── Listed records ──
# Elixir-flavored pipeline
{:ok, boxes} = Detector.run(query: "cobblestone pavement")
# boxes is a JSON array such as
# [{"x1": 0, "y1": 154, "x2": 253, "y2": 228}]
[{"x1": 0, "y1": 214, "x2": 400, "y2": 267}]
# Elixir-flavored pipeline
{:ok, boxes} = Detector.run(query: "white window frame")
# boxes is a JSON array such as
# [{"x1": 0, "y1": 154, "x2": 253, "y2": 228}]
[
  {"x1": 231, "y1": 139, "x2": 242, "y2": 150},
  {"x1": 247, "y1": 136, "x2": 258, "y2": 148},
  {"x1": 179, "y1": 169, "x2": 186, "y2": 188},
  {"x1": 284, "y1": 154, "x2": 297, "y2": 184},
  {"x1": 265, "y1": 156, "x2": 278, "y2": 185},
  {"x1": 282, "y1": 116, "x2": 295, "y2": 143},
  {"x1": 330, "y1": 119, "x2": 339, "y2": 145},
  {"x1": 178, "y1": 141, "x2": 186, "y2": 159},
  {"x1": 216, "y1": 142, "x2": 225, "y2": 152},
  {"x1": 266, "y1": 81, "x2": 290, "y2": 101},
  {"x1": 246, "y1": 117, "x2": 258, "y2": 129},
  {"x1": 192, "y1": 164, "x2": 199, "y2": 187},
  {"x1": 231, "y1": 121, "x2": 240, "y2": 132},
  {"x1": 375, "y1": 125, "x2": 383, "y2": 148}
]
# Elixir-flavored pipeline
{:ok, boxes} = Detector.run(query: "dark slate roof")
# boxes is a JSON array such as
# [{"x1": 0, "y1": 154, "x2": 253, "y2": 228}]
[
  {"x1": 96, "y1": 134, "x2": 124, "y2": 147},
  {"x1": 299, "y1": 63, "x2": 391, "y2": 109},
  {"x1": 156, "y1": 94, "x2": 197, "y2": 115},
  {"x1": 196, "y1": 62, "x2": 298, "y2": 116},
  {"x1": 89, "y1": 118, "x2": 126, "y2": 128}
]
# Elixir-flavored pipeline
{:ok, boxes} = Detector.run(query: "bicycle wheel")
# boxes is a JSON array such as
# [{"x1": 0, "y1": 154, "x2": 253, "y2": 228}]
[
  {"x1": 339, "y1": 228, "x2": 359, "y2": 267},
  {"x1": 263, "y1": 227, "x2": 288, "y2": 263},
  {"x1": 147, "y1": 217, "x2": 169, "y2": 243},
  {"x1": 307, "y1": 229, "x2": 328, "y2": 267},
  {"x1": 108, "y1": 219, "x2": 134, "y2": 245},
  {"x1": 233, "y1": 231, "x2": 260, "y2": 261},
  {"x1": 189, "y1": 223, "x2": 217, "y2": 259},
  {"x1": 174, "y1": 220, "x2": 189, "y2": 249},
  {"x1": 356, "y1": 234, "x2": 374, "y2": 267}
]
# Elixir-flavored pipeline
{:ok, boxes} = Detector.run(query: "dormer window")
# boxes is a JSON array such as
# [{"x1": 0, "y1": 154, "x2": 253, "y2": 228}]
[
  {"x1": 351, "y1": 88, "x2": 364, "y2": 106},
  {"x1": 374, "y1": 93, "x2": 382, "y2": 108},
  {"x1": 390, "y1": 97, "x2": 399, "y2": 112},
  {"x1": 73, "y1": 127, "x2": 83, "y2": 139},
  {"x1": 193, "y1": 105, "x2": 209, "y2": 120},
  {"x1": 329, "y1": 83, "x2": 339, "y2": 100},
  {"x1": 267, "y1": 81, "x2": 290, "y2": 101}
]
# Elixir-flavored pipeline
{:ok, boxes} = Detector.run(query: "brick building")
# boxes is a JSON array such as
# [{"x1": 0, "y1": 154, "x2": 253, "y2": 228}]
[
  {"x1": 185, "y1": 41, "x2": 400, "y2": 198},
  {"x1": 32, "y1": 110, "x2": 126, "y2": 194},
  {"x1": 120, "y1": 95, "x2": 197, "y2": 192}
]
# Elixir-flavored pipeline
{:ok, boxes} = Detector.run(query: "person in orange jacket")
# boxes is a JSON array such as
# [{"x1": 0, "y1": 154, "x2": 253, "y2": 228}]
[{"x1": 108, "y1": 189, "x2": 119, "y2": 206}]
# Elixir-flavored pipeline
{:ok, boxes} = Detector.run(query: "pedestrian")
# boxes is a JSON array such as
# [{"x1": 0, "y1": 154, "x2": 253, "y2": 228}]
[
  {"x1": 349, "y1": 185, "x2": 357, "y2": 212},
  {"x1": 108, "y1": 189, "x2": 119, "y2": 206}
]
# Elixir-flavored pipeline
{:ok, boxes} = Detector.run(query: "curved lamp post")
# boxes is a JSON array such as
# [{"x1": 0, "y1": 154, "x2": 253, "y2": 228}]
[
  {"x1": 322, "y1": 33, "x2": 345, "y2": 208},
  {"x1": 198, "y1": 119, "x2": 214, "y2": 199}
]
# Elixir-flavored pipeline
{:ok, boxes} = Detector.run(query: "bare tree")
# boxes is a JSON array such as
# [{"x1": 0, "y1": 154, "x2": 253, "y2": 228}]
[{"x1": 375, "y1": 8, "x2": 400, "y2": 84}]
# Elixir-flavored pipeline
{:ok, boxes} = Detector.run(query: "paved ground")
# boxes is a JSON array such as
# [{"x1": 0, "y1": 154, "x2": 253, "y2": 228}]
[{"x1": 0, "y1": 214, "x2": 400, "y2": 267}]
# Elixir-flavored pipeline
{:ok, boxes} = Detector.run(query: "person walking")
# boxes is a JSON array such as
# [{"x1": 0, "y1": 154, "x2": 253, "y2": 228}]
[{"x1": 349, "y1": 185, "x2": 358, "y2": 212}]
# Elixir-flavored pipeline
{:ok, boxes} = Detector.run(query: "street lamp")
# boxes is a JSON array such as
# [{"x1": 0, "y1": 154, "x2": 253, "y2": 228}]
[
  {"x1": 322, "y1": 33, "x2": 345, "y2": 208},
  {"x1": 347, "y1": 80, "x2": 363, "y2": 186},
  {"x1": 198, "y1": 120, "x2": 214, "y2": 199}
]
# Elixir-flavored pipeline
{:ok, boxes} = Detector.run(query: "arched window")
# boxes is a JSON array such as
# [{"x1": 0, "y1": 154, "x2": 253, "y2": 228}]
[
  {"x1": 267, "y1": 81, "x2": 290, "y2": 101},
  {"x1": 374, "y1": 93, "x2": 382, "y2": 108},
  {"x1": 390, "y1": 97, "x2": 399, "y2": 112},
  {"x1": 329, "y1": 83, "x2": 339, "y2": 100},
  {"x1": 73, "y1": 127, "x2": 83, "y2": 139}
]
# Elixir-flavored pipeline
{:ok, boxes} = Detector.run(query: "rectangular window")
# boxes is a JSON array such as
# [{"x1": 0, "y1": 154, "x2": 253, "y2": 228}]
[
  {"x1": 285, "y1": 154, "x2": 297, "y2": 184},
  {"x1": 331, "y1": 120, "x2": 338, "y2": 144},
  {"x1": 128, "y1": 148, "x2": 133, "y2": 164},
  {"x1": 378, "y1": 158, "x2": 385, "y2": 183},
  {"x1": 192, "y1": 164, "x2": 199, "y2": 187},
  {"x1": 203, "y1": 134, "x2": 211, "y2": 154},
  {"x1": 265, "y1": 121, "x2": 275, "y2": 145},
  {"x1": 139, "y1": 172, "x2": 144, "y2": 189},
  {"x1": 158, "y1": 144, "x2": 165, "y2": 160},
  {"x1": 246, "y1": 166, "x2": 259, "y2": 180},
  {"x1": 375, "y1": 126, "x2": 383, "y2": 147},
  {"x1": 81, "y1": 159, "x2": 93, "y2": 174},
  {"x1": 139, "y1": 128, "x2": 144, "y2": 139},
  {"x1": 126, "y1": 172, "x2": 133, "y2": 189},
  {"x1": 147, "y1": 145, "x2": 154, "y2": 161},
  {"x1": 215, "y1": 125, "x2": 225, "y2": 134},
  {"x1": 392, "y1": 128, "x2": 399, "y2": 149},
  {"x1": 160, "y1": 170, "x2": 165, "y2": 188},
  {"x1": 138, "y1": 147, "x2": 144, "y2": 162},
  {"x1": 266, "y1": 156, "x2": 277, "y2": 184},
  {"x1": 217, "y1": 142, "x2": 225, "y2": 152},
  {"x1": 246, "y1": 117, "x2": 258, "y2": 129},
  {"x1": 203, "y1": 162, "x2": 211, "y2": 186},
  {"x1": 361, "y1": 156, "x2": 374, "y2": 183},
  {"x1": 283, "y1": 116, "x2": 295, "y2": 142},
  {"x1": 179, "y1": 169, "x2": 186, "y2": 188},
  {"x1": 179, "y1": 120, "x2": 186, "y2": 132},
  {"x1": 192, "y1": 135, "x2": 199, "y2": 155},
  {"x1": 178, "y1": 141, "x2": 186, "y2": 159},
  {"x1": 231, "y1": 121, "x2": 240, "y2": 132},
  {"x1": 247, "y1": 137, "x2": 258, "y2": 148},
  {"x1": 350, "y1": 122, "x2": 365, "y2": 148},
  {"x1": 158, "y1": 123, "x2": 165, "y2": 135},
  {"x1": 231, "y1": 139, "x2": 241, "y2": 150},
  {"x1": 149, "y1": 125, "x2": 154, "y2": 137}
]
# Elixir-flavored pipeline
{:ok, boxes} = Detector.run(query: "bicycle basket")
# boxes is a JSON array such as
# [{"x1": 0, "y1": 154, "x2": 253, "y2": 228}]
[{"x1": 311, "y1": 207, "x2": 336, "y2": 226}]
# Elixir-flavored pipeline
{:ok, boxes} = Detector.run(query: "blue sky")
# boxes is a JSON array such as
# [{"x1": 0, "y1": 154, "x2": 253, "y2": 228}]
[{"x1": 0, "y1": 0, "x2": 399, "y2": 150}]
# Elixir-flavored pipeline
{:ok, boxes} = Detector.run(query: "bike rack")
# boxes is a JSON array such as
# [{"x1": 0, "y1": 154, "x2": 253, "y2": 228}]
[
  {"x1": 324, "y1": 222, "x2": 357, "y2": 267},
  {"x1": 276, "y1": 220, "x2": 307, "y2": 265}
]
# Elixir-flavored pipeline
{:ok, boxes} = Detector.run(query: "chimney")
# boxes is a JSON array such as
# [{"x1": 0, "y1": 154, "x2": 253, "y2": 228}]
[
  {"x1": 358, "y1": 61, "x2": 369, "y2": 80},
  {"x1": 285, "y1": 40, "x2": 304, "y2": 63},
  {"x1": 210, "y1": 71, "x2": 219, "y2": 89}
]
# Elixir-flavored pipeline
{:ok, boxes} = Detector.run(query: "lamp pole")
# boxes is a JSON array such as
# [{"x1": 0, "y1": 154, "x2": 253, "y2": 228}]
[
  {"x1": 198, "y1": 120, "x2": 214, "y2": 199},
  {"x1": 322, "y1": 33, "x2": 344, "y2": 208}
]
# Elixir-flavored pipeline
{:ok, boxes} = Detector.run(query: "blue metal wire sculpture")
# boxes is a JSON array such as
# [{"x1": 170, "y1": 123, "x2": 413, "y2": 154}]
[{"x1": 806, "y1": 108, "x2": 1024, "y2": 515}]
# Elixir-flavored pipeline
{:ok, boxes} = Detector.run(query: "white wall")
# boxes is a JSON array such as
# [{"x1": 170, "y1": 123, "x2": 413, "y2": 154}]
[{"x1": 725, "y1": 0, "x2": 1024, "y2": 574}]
───
### Goal
Identify each line in the rows above that contains the word "lamp" and copy those lines.

### Worked answer
{:ok, boxes} = Detector.run(query: "curved lamp post")
{:ok, boxes} = Detector.run(query: "street lamp")
{:ok, boxes} = Detector.run(query: "lamp pole")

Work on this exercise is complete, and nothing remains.